Prompt:
Count the lines below that contain the word "report", treating uppercase and lowercase letters as distinct, and reply with the number alone.

_ _ _ _ _

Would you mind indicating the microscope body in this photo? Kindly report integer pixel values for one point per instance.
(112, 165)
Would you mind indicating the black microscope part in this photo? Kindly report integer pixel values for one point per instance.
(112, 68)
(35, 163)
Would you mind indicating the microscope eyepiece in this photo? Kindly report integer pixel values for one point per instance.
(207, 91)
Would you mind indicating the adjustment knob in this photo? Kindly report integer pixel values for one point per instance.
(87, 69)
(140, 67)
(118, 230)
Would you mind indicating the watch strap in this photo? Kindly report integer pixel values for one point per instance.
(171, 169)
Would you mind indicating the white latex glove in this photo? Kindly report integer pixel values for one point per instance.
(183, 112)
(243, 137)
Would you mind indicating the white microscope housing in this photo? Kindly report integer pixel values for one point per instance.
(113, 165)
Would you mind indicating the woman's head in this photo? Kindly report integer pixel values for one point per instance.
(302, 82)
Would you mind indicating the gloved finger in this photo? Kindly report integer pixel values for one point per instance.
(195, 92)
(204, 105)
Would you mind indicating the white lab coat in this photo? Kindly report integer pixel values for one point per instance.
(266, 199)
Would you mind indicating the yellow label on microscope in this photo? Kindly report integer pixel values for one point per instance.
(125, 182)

_ _ _ _ _

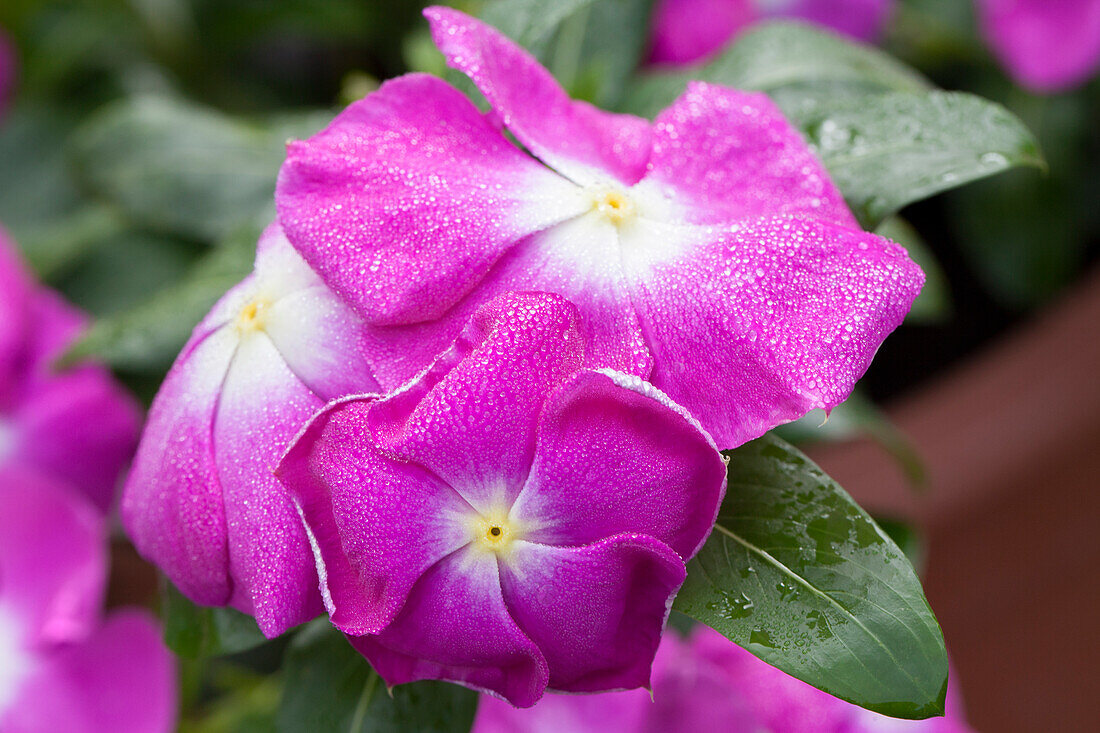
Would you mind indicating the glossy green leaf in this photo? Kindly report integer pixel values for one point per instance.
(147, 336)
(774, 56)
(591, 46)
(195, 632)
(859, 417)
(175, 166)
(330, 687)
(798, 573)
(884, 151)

_ _ _ _ _

Solution for this exercise:
12